--- READING TEXT Enclosed Below ---

- Born: Robert Treman Clendenin April 14, 1964 (age 62) Newark, Ohio, U.S.
- Occupation: Actor
- Years active: 1988–present
- Spouses: ; Greer Shephard ​ ​(m. 1995; div. 1998)​ ; Erin Fiedler ​(m. 2001)​
- Children: 2

= Bob Clendenin =

American actor

Robert Treman Clendenin (born April 14, 1964) is an American actor. He is best known for portraying Dr. Tom Gazelian in ABC comedy series Cougar Town and Dr. Paul Zeltzer in the comedy series Scrubs.

==Education==
Clendenin graduated from Cornell University in 1986 and earned his Master of Fine Arts from Penn State University in 1990. He has subsequently built an acting career defined by roles as oddball characters in TV and film.

==Career==
He has played more than 110 roles in films, TV and web series.

===Television career===
He appeared on numerous shows including The Tick, Popular, Charmed (3x10), Will & Grace, The New Adventures of Old Christine, Ugly Betty, Felicity, Weeds, Gilmore Girls, NYPD Blue, Desperate Housewives, The League, Space: Above and Beyond, Roswell, The Middle, Mixed-ish. He appeared as a Vidiian surgeon on Star Trek: Voyager, Earl on That '70s Show, Slow Roger on My Name Is Earl, drug dealer Jamie DeBell on Netflix's Longmire, Grimm, and on several episodes of The Closer.

--- End of Enclosed READING TEXT ---
--- SOURCE INFORMATION Enclosed Below ---

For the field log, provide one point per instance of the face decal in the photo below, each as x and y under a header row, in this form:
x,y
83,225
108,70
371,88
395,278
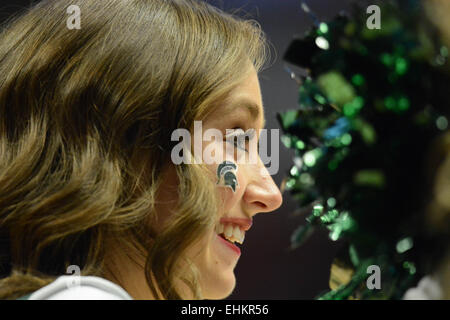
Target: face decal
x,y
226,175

--- End of Enclosed SOURCE INFORMATION ---

Could you pick up the Bob Clendenin article at the point where it stops and carry it on? The listing isn't needed for this.

→ **ANSWER BOX**:
He has appeared on many of John Lehr's shows including Quick Draw, Jailbait, and TBS' 10 Items or Less, where he played main character Carl Dawson.

He had recurring roles on three Bill Lawrence shows: Scrubs, Cougar Town, and Bad Monkey (and appeared in a cross-over between the former two on Cougar Town). On Cougar Town he played Tom, a comedically bizarre neighbor who has a crush on the main character, Jules Cobb (Courteney Cox). After recurring on show for five seasons, he was upgraded to the regular cast in season six.

Clendenin also played the role of the town undertaker Vernon Shank in the Hulu original series Quick Draw.

===Film career===
His films include Kazaam, L.A. Confidential, Moonlight Mile, Dude, Where's My Car?, where he played one of the space nerds, the 2009 film Star Trek, where he appeared as a ship yard worker who interacts with Kirk, Wish I Was Here, and Paul Blart 2.

===Other work===
Clendenin appeared in the 2011 Rockstar Games video game LA Noire as Irwin Bousman.

Clendenin has also appeared in commercials for Jack In The Box, GoDaddy, Progressive, and State Farm. He starred as devil-may-care Ted in the 2008 film short Daryl From OnCar. This short was produced for WGA-affiliated StrikeTV, a site created to benefit crew affected by the writer's strike of Nov. 5, 2007 - Feb. 12, 2008.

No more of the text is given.